[Start of section]

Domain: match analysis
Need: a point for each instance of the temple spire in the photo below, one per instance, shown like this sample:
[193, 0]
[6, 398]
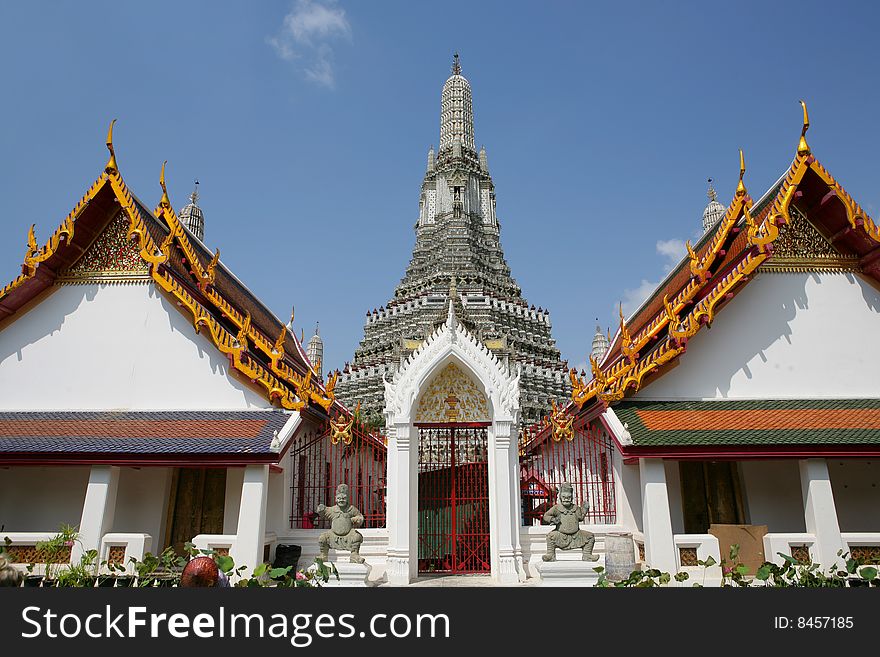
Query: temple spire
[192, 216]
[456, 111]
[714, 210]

[End of section]
[Start of section]

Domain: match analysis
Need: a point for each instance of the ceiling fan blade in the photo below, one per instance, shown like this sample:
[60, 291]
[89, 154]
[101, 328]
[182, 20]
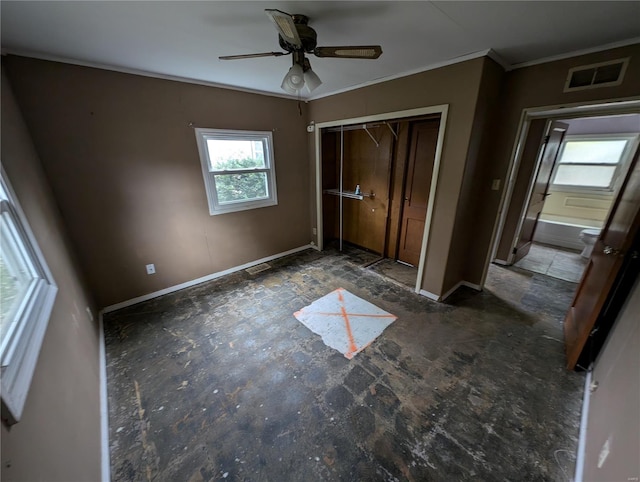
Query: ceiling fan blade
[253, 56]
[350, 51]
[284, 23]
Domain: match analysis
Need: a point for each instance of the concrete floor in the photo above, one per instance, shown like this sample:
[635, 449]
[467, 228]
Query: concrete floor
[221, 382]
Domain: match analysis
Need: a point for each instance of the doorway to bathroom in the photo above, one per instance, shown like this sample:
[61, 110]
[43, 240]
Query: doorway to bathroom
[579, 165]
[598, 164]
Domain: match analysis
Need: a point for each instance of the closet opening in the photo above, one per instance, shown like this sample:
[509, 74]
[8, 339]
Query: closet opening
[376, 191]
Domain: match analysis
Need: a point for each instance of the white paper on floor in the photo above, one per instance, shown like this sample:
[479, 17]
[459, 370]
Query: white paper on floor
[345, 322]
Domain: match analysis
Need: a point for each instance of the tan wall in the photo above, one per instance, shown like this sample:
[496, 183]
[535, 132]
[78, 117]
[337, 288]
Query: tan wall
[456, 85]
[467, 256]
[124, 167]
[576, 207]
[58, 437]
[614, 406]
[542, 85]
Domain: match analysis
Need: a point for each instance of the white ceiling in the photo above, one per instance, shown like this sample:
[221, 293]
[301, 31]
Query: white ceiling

[End of section]
[Start of section]

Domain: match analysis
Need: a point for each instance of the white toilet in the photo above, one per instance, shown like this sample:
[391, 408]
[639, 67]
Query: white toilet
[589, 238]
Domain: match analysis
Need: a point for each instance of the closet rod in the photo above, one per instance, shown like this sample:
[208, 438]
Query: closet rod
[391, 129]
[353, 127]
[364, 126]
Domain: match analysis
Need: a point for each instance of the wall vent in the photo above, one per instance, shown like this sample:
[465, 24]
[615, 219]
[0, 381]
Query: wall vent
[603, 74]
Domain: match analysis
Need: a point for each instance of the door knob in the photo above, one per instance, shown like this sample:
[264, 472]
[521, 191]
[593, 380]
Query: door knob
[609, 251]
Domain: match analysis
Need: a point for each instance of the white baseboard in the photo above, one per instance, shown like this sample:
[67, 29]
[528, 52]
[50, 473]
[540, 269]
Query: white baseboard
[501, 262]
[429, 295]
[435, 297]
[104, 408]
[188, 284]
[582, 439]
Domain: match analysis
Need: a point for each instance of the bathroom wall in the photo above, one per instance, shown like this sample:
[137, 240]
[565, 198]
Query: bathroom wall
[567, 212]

[End of section]

Tell how many lines in the material above include the word "below", giving the number only.

■ **Result**: 2